*Problem to work on*
Retype every line from the one containing "A single point marks each instance of the dry" through the last line of the records below, both included; leave out the pictures.

══════════════════════════════

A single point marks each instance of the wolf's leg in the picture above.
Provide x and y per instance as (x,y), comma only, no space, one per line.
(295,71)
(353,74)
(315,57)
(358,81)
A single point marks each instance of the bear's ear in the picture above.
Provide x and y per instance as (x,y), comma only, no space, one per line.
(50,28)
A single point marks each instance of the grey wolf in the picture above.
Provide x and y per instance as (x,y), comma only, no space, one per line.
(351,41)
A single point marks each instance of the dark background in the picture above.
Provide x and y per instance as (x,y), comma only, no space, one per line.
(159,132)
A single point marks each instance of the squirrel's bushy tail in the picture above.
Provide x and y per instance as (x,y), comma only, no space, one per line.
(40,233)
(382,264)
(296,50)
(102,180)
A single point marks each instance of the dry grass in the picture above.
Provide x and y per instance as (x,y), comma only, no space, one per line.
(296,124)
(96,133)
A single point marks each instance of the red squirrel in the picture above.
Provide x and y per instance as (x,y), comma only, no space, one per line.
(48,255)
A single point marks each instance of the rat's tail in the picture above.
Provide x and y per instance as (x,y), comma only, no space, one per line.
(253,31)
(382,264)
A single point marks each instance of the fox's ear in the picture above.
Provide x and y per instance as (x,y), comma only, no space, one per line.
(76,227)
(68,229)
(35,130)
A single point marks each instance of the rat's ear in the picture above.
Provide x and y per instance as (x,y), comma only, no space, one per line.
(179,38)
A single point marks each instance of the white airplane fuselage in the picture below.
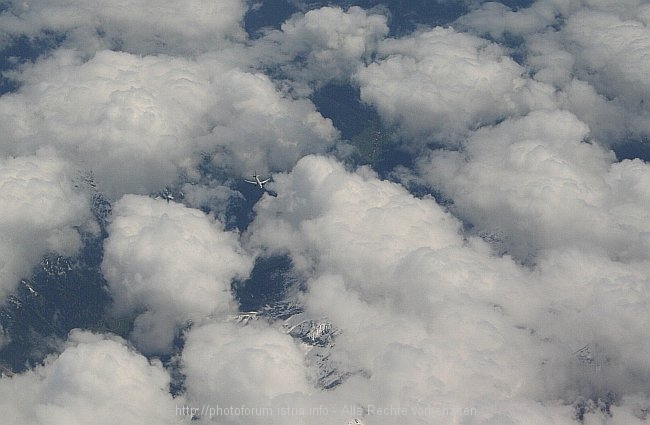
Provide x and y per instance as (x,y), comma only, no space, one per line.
(257,181)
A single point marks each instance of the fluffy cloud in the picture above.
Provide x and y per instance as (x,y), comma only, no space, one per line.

══════════════════════════════

*Complete response*
A single point marks each instance of the dry grass in the picture above.
Provide x and y per instance as (x,y), comma only, no space, one per line.
(296,124)
(96,133)
A single point marks each instance of the red squirrel in the picture above.
Provide x and y per instance as (x,y), comma only, no space, one per line.
(48,255)
A single point marks each instance of the rat's tail in the picture above.
Provide x and y per instance as (x,y), comma only, no space, one per line.
(253,31)
(382,264)
A single point marks each instance of the fox's ear in the picture above.
Provide x and y per instance as (x,y), comma only, no space, one per line.
(76,227)
(68,229)
(35,130)
A single point marks each instance of the rat's ear in the picture above.
Provide x and y per instance as (x,y), comma only, no space, one per line.
(179,38)
A single point marks each instance of the white airplane fuselage in the picture below.
Provide x and y per instance as (x,y), comma only, no space, one per line.
(257,181)
A single point marks each instance of the fluffy cloud in the picture above.
Provide x and y per instance as (x,y), comma only, no space, one per line.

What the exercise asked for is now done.